Your task is to write out the complete listing exactly as it is shown.
Start of Source data
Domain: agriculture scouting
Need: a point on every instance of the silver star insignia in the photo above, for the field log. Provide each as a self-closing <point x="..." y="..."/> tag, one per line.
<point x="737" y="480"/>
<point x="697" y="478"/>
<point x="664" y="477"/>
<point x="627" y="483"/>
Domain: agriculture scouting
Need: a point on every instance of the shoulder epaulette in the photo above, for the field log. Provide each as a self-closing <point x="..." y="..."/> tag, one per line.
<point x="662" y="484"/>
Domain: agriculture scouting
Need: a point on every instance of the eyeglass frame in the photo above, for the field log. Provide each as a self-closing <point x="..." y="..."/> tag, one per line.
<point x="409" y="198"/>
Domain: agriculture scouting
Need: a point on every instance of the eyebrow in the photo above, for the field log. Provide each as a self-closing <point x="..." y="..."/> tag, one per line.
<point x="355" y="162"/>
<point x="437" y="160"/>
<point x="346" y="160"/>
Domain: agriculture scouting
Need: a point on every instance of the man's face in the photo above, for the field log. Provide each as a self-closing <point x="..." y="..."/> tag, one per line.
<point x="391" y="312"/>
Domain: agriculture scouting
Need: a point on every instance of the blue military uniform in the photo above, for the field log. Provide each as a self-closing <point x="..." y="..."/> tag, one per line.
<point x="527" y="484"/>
End of Source data
Result
Domain: agriculture scouting
Need: a point on every instance of the silver star insignia in the photo above, for the field log. Provide each as a self-closing <point x="..." y="..."/> tag, one per line.
<point x="737" y="480"/>
<point x="697" y="478"/>
<point x="664" y="477"/>
<point x="627" y="483"/>
Domain: agriculture scouting
Need: a point on every instance of the shoulder epaulette in the photo above, for the field log. Provide each as a self-closing <point x="..." y="..."/> tag, one per line.
<point x="662" y="484"/>
Domain: agriculture scouting
Need: a point on every instance of the eyeglass frame in the photo above, for the field log. Provide each as a self-closing <point x="..." y="..."/> tag, one per line.
<point x="409" y="198"/>
Domain: agriculture scouting
Need: a point on every instance of the eyebrow in the photo above, for the field log. Provide each as a self-closing <point x="..." y="..."/> tag, one per line.
<point x="355" y="162"/>
<point x="437" y="160"/>
<point x="346" y="160"/>
Domain: agriculture scouting
Need: a point on every instance of the man's face in the photo above, for the field log. Provide each as a self-closing <point x="..." y="..."/> tag, one per line.
<point x="391" y="312"/>
Domain: agriculture scouting
Need: a point on every instance of the blue military uniform in the photo above, for the field log. Provide each as a self-closing <point x="..." y="..."/> tag, one per line.
<point x="527" y="484"/>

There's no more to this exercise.